↓
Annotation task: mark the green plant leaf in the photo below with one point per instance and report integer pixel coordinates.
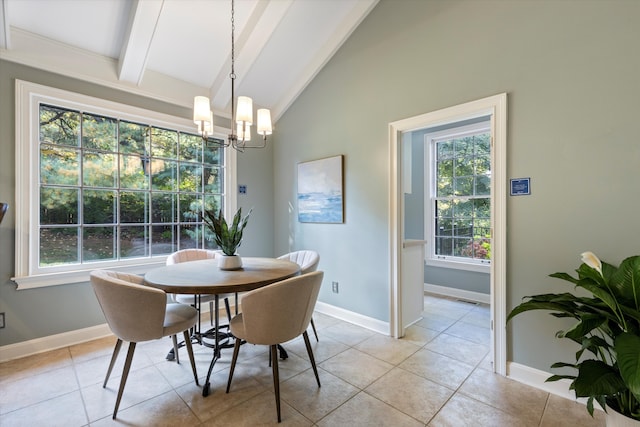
(626, 280)
(627, 347)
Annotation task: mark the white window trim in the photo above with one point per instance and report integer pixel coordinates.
(429, 181)
(27, 205)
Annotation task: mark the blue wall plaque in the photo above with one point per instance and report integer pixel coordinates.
(521, 186)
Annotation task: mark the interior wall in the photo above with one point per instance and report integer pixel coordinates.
(571, 76)
(36, 313)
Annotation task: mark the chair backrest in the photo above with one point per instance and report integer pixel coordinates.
(281, 311)
(306, 259)
(186, 255)
(134, 312)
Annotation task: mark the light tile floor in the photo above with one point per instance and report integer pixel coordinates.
(438, 375)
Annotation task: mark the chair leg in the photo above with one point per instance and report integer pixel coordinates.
(174, 338)
(310, 353)
(226, 306)
(276, 377)
(114, 356)
(125, 374)
(211, 312)
(187, 343)
(236, 350)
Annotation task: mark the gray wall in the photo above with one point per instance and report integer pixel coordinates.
(36, 313)
(571, 73)
(414, 223)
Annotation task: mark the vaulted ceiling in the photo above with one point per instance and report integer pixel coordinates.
(280, 45)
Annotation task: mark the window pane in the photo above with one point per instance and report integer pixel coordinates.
(134, 207)
(99, 243)
(99, 169)
(164, 176)
(212, 154)
(164, 207)
(483, 185)
(164, 239)
(444, 208)
(59, 165)
(483, 165)
(190, 177)
(213, 182)
(59, 205)
(189, 236)
(483, 144)
(164, 143)
(444, 246)
(99, 132)
(463, 208)
(463, 228)
(444, 150)
(444, 187)
(190, 147)
(134, 138)
(190, 207)
(59, 126)
(444, 227)
(132, 172)
(99, 207)
(134, 241)
(461, 246)
(59, 246)
(463, 186)
(464, 166)
(482, 208)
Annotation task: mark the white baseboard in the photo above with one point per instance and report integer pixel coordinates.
(355, 318)
(457, 293)
(53, 342)
(536, 378)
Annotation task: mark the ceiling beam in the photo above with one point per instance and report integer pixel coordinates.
(262, 22)
(143, 19)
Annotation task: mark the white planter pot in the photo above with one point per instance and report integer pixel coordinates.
(229, 262)
(616, 419)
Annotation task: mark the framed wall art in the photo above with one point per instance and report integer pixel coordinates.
(320, 191)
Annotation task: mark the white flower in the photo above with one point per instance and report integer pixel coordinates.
(592, 261)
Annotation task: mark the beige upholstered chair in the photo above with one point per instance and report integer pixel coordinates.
(186, 255)
(308, 262)
(275, 314)
(137, 313)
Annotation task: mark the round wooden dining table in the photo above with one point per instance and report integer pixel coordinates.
(205, 278)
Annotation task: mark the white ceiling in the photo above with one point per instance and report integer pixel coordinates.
(280, 45)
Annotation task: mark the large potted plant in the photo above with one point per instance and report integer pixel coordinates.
(607, 329)
(227, 236)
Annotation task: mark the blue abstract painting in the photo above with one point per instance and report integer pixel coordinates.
(320, 191)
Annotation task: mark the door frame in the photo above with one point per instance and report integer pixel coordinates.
(496, 107)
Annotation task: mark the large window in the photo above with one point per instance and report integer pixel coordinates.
(459, 211)
(110, 186)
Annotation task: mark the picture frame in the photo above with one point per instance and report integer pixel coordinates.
(320, 193)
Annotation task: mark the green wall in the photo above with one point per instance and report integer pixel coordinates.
(571, 71)
(36, 313)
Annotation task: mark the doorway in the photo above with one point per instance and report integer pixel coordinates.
(493, 107)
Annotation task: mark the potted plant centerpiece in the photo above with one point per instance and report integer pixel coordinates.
(607, 331)
(227, 237)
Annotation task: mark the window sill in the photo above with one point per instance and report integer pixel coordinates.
(77, 276)
(457, 265)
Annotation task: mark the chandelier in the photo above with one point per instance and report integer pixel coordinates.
(241, 115)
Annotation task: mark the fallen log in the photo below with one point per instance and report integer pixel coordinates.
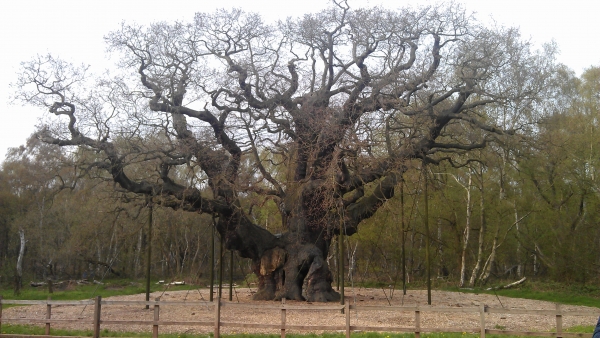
(508, 286)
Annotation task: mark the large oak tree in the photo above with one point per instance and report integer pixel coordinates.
(319, 114)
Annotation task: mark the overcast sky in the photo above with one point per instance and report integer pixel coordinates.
(74, 30)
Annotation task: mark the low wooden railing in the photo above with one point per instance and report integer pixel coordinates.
(216, 322)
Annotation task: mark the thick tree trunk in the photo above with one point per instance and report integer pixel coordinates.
(282, 273)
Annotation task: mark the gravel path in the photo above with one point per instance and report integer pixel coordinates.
(356, 296)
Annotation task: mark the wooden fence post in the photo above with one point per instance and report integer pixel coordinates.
(558, 321)
(97, 310)
(417, 323)
(283, 318)
(348, 319)
(156, 317)
(482, 321)
(48, 315)
(217, 317)
(0, 313)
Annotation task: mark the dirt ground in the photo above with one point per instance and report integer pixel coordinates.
(357, 296)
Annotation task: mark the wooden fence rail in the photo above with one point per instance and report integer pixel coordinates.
(216, 323)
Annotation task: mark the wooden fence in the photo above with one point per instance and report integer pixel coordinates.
(216, 322)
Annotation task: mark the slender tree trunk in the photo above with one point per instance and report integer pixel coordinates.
(519, 262)
(441, 272)
(427, 256)
(221, 240)
(403, 236)
(487, 269)
(466, 234)
(19, 268)
(481, 238)
(212, 260)
(149, 253)
(231, 275)
(341, 239)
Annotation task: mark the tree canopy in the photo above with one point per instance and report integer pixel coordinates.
(321, 114)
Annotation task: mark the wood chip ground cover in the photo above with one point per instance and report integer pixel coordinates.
(459, 321)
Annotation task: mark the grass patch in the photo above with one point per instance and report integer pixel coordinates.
(35, 330)
(572, 294)
(87, 291)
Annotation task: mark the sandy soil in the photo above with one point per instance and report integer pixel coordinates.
(356, 296)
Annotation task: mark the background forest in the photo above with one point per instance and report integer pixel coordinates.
(523, 206)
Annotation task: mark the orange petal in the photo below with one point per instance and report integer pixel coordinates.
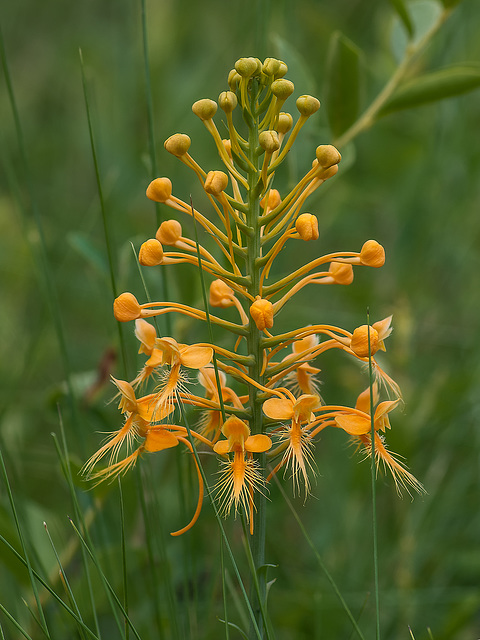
(278, 408)
(354, 425)
(258, 443)
(195, 357)
(160, 439)
(222, 447)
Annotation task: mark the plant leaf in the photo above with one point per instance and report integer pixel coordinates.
(445, 83)
(342, 88)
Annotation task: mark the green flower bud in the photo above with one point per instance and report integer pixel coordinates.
(282, 71)
(178, 144)
(205, 109)
(307, 105)
(327, 155)
(285, 122)
(246, 67)
(269, 141)
(271, 66)
(282, 88)
(233, 79)
(227, 101)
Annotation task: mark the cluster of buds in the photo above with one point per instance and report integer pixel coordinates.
(260, 402)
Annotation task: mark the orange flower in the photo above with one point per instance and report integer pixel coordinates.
(297, 439)
(240, 476)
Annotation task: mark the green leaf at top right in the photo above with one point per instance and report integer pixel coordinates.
(445, 83)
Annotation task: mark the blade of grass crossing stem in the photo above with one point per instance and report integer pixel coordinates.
(155, 585)
(322, 565)
(224, 591)
(151, 146)
(85, 521)
(108, 240)
(15, 623)
(65, 581)
(223, 533)
(43, 258)
(109, 590)
(207, 313)
(373, 468)
(45, 584)
(124, 556)
(33, 583)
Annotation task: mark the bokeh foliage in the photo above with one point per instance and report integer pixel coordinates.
(411, 182)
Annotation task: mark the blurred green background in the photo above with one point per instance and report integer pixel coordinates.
(411, 182)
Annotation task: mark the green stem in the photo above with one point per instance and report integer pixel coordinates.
(258, 589)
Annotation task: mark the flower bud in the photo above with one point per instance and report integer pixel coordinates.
(151, 253)
(262, 313)
(269, 141)
(282, 89)
(282, 70)
(159, 190)
(220, 295)
(274, 199)
(246, 67)
(307, 105)
(284, 123)
(169, 232)
(126, 307)
(307, 226)
(227, 101)
(233, 79)
(215, 182)
(205, 109)
(271, 66)
(372, 254)
(178, 144)
(342, 273)
(359, 341)
(327, 155)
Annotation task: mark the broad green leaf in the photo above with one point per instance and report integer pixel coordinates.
(343, 83)
(423, 15)
(445, 83)
(402, 12)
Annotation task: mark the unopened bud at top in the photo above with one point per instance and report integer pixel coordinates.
(169, 232)
(307, 226)
(372, 254)
(341, 272)
(282, 89)
(151, 253)
(307, 105)
(282, 70)
(284, 122)
(360, 341)
(215, 182)
(246, 67)
(178, 144)
(159, 190)
(227, 101)
(327, 155)
(205, 109)
(271, 66)
(262, 313)
(126, 307)
(269, 141)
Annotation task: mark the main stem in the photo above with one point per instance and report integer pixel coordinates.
(255, 350)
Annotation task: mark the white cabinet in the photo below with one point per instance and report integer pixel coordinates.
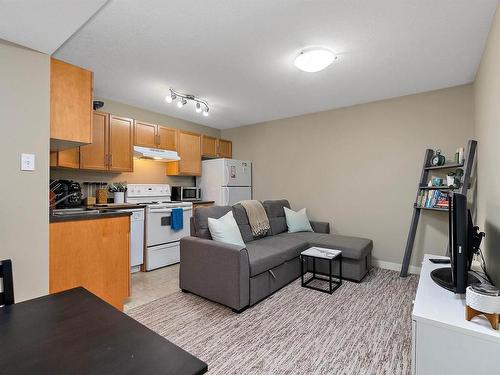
(443, 342)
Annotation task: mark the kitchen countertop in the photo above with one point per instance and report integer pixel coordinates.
(200, 202)
(104, 214)
(118, 206)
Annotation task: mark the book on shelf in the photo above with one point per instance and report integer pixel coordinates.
(432, 199)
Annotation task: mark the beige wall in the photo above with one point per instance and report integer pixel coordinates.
(145, 171)
(24, 105)
(358, 167)
(487, 128)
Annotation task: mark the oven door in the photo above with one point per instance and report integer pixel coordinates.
(158, 226)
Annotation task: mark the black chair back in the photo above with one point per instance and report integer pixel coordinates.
(7, 294)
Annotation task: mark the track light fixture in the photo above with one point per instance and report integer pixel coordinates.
(201, 105)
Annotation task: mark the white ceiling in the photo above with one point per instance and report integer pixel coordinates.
(44, 25)
(238, 54)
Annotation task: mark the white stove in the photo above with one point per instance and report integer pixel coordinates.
(162, 242)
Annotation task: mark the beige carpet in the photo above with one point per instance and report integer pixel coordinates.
(360, 329)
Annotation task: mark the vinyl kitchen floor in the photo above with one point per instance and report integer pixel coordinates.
(149, 286)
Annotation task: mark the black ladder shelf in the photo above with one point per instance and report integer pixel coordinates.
(470, 154)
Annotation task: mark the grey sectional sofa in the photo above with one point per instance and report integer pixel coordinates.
(238, 276)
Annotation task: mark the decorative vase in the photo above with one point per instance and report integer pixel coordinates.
(119, 197)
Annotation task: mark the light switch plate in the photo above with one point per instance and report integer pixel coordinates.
(27, 162)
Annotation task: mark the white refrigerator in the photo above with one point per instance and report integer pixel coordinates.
(225, 181)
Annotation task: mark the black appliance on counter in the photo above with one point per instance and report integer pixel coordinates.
(68, 193)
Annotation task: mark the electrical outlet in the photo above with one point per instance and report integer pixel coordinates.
(27, 162)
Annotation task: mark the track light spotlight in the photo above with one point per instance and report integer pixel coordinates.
(181, 103)
(201, 106)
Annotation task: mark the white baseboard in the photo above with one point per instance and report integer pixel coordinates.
(394, 266)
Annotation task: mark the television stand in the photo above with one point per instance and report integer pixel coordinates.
(443, 342)
(443, 278)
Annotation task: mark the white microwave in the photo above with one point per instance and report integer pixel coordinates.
(185, 193)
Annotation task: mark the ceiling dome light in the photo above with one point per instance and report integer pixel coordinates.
(314, 59)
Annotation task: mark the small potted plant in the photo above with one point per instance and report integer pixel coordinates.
(118, 189)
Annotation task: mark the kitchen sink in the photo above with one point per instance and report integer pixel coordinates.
(75, 211)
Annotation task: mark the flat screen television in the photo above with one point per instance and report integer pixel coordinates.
(463, 236)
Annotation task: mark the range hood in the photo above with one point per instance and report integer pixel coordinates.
(155, 154)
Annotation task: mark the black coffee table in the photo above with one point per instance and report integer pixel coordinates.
(329, 255)
(75, 332)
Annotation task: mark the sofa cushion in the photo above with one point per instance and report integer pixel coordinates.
(297, 221)
(225, 229)
(276, 215)
(271, 251)
(240, 214)
(352, 247)
(200, 219)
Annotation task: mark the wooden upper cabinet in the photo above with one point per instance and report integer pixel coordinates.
(167, 138)
(209, 146)
(69, 158)
(70, 105)
(225, 149)
(120, 144)
(95, 155)
(189, 149)
(145, 134)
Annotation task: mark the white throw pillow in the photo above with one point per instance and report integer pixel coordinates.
(225, 229)
(297, 221)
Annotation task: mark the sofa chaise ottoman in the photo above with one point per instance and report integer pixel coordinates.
(241, 276)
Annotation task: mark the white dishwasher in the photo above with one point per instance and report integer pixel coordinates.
(136, 238)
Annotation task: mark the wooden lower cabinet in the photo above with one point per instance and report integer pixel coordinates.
(65, 159)
(189, 149)
(93, 254)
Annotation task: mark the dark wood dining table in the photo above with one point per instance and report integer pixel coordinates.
(75, 332)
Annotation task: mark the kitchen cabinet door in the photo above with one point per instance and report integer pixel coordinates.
(95, 155)
(69, 158)
(145, 134)
(225, 149)
(209, 146)
(70, 105)
(189, 149)
(120, 144)
(167, 138)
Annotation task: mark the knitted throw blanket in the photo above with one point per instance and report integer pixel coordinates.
(257, 217)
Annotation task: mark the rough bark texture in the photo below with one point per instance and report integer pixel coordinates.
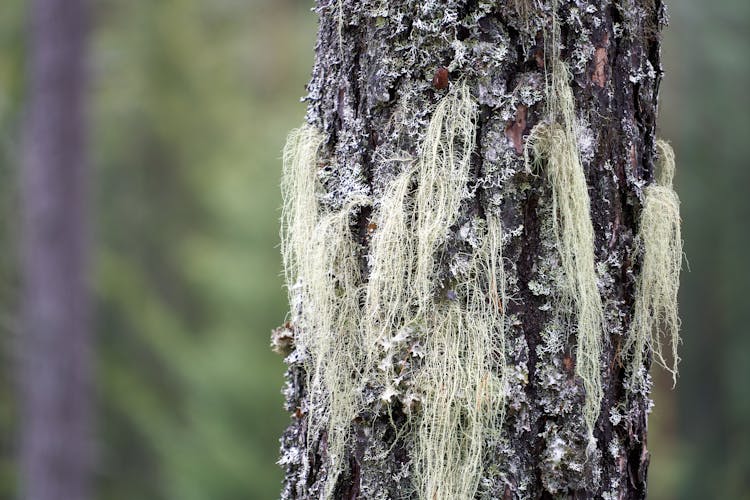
↑
Task prompt. The copy has to start at the line that contains "Annotation task: mark the kitchen cabinet" and end at the last line of the material above, matching the original exactly and holding no pictures.

Finished exercise.
Annotation task: mark the kitchen cabinet door in the photo above with one point per instance and report integer pixel coordinates.
(95, 155)
(69, 158)
(145, 134)
(225, 149)
(209, 146)
(70, 105)
(189, 149)
(120, 144)
(167, 138)
Annotation task: mark the knitted throw blanket in the photo above with one point per instance and report integer pixel coordinates.
(257, 217)
Annotation task: mark the rough bark texture in the photo below with one point per instance and report integer pixel coordinates.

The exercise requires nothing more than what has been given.